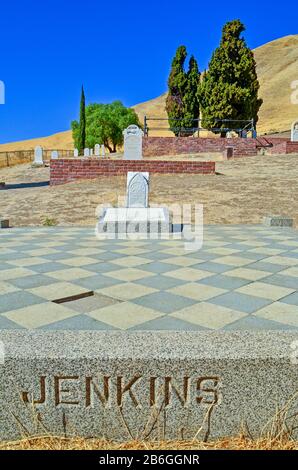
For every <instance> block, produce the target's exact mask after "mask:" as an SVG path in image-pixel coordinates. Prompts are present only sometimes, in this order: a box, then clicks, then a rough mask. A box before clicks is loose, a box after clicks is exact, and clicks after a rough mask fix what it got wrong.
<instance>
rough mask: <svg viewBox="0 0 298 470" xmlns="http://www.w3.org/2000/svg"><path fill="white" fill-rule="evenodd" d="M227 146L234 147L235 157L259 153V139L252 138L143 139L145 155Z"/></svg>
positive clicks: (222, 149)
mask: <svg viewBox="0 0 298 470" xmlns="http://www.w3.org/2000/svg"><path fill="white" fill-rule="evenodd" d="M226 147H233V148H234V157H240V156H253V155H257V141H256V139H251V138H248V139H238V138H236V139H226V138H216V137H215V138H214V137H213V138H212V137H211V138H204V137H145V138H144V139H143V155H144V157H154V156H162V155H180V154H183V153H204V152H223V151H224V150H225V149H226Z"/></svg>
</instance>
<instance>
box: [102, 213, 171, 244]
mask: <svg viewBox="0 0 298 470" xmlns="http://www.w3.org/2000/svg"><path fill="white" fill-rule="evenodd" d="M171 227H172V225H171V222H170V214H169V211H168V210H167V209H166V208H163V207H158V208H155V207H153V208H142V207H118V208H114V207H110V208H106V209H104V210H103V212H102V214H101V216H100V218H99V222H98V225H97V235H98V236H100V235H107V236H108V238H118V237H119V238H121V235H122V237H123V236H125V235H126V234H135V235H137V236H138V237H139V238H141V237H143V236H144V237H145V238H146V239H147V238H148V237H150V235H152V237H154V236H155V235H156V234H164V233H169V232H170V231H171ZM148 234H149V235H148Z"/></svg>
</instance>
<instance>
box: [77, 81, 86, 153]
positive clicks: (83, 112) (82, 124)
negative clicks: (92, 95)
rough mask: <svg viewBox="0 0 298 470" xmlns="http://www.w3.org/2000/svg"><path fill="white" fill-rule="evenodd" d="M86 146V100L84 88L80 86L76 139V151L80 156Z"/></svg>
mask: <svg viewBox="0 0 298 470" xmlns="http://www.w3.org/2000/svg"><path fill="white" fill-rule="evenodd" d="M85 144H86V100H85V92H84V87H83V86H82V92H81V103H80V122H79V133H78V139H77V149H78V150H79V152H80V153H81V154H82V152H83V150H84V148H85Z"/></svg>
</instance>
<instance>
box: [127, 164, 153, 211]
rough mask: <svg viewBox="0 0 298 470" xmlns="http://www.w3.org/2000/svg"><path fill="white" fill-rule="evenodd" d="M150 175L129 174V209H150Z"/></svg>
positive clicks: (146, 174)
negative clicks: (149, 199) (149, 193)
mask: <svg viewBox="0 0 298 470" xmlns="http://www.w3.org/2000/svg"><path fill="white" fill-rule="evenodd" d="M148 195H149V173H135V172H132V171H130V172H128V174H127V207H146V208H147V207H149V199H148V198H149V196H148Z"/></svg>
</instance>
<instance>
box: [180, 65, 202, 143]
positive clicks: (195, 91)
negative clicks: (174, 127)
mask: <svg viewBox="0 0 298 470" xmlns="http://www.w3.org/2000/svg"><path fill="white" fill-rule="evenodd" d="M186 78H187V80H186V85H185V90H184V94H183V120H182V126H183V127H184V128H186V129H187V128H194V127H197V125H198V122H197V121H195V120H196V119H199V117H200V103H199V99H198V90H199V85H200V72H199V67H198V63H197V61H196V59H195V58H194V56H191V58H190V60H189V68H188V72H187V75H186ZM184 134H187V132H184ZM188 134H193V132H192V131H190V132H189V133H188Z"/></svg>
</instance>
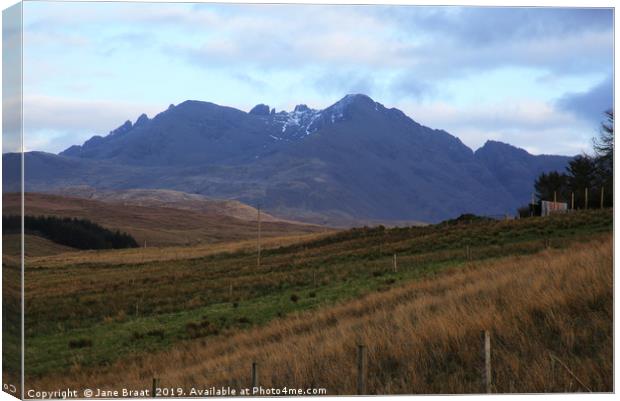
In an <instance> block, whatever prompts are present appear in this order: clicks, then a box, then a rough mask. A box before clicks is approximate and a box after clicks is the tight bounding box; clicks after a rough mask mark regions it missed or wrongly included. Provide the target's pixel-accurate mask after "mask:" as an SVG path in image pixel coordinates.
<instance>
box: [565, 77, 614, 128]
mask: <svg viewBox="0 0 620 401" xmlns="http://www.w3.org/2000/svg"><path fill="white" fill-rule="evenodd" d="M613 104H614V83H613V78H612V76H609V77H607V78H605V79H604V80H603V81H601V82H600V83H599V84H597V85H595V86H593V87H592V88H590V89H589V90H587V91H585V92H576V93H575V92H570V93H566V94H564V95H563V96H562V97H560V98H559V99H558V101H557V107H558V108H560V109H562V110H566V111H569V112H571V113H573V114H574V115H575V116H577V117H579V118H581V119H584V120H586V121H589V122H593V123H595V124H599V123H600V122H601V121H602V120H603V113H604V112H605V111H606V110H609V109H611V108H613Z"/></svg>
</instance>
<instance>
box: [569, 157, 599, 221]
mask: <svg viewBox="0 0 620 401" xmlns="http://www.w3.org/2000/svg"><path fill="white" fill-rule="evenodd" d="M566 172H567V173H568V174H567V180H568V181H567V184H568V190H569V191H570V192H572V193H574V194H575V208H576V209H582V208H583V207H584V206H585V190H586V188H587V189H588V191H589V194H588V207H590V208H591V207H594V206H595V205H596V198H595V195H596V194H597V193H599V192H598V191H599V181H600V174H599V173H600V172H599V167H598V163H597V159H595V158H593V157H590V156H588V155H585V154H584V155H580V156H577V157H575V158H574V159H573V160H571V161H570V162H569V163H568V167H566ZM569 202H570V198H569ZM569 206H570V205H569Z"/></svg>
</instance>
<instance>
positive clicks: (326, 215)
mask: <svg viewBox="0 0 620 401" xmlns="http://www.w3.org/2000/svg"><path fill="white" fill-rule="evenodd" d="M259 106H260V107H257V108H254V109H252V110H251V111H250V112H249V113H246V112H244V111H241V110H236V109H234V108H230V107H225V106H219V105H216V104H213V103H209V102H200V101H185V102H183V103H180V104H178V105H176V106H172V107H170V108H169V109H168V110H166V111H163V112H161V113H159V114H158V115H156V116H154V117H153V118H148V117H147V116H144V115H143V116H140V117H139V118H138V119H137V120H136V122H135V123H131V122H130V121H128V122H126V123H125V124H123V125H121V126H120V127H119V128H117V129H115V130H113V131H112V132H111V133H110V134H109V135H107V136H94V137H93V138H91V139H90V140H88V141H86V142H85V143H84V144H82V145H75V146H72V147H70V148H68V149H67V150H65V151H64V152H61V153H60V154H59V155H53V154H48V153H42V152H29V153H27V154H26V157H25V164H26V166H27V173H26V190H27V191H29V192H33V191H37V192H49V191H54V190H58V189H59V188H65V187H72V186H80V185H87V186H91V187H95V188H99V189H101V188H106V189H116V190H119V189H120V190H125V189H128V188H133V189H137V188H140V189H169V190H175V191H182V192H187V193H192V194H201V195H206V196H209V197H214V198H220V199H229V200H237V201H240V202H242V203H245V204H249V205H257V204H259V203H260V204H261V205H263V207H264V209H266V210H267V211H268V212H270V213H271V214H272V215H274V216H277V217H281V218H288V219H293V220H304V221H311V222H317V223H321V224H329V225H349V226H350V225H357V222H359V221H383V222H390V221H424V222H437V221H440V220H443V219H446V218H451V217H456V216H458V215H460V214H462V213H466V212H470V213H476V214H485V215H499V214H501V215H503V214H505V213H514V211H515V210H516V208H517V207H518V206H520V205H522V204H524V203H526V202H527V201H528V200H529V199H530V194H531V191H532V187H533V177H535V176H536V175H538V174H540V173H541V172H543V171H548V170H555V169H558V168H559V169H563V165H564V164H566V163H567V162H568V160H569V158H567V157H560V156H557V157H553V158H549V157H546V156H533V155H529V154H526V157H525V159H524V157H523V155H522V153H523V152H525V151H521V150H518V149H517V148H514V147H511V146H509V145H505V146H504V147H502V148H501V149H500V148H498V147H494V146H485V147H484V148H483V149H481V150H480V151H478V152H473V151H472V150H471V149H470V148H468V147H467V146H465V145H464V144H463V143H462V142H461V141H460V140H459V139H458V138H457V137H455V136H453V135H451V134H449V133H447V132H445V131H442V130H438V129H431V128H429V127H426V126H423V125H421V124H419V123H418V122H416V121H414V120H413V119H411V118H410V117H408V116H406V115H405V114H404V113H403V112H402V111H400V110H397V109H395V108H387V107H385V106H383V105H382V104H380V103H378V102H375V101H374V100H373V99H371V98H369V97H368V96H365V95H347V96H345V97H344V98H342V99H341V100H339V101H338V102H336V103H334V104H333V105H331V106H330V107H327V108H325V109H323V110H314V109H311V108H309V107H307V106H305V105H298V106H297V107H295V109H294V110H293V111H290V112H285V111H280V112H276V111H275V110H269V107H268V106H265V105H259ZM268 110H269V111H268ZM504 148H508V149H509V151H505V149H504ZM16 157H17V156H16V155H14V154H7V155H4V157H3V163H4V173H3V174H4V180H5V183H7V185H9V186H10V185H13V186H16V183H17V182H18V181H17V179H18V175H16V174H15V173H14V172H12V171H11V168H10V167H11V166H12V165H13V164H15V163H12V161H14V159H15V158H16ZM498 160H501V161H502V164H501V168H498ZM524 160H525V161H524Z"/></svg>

**Your objective**: Retype only the stretch of lines above starting at the one with "negative clicks: (149, 199) (149, 193)" and stopping at the one with "positive clicks: (195, 91)", exactly as written, with both kept.

**Finished task**:
negative clicks: (149, 199) (149, 193)
mask: <svg viewBox="0 0 298 470" xmlns="http://www.w3.org/2000/svg"><path fill="white" fill-rule="evenodd" d="M148 195H149V173H135V172H132V171H130V172H128V174H127V207H146V208H147V207H149V199H148V198H149V196H148Z"/></svg>
</instance>
<instance>
box: [180, 65, 202, 143]
positive clicks: (195, 91)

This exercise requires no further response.